How many lines of these records hold the string "grey"? Reply with the number alone.
Top of Data
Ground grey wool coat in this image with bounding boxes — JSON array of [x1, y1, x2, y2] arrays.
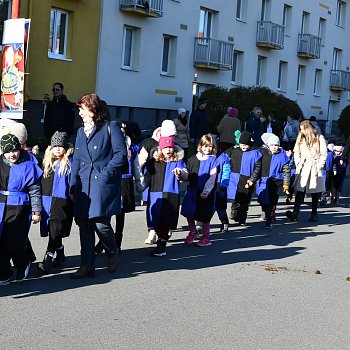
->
[[70, 121, 127, 218], [293, 135, 327, 194]]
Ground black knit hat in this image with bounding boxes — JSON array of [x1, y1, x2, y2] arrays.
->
[[239, 131, 253, 146], [51, 131, 69, 149], [1, 133, 21, 153]]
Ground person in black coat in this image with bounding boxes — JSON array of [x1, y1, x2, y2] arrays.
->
[[44, 82, 76, 144], [189, 97, 209, 150]]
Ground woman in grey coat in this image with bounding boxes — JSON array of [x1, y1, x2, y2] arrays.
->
[[70, 94, 127, 278]]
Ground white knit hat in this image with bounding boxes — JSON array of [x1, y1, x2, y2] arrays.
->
[[161, 120, 177, 137], [261, 133, 280, 147], [334, 145, 344, 152], [178, 108, 186, 115], [8, 123, 28, 145]]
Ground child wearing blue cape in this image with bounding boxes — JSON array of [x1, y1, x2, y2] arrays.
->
[[38, 131, 74, 274], [256, 133, 290, 229], [0, 134, 42, 285], [221, 131, 262, 226]]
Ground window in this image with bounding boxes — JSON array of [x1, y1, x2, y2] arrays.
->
[[332, 48, 342, 70], [318, 18, 326, 46], [199, 8, 212, 39], [122, 26, 140, 70], [161, 35, 177, 75], [314, 69, 322, 95], [256, 55, 267, 86], [296, 65, 306, 93], [277, 60, 288, 91], [336, 0, 346, 27], [0, 0, 11, 50], [231, 50, 244, 84], [236, 0, 247, 21], [282, 4, 292, 36], [261, 0, 271, 21], [48, 8, 69, 59], [301, 11, 310, 34]]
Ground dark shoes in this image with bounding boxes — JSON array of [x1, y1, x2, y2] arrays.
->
[[95, 241, 104, 254], [152, 239, 167, 257], [16, 263, 31, 281], [107, 254, 119, 273], [70, 266, 95, 279], [52, 247, 66, 267], [286, 210, 298, 222], [37, 252, 53, 274], [309, 214, 318, 222]]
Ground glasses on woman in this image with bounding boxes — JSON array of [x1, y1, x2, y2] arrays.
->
[[52, 88, 61, 92]]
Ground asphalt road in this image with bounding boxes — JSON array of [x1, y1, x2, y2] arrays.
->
[[1, 188, 350, 349]]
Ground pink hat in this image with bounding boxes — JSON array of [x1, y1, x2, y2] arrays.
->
[[159, 136, 174, 150], [228, 107, 238, 117]]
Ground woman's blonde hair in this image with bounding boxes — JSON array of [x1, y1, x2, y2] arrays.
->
[[297, 120, 319, 148], [197, 134, 217, 155], [42, 146, 73, 177], [154, 147, 180, 163]]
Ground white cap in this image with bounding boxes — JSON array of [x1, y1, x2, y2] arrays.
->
[[178, 108, 186, 115]]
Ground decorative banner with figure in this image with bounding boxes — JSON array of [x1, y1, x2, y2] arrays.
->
[[1, 18, 30, 119]]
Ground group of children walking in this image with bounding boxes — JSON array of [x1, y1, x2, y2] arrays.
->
[[0, 118, 348, 284]]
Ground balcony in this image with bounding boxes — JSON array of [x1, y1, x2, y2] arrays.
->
[[329, 70, 350, 91], [193, 37, 234, 71], [256, 21, 284, 49], [119, 0, 163, 18], [297, 34, 321, 59]]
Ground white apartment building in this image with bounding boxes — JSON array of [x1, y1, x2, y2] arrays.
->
[[96, 0, 350, 134]]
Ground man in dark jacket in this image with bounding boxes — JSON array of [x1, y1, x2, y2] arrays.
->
[[189, 97, 209, 150], [246, 106, 265, 147], [44, 82, 76, 143]]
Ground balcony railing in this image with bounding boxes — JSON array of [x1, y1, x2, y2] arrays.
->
[[119, 0, 163, 17], [193, 37, 234, 70], [256, 21, 284, 49], [297, 34, 321, 58], [330, 70, 350, 91]]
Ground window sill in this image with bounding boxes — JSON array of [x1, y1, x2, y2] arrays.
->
[[313, 93, 321, 97], [235, 18, 247, 24], [296, 91, 304, 95], [160, 72, 175, 77], [335, 24, 345, 29], [277, 88, 286, 93], [121, 66, 139, 72], [48, 55, 72, 62]]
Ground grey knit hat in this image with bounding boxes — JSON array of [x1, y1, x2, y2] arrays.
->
[[51, 131, 69, 149], [1, 133, 21, 153]]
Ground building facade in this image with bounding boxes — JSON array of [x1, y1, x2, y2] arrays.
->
[[1, 0, 101, 143], [96, 0, 350, 135]]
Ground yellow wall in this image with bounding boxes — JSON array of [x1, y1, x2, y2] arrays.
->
[[21, 0, 101, 103]]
Bottom of Data
§ **Answer to the exercise**
3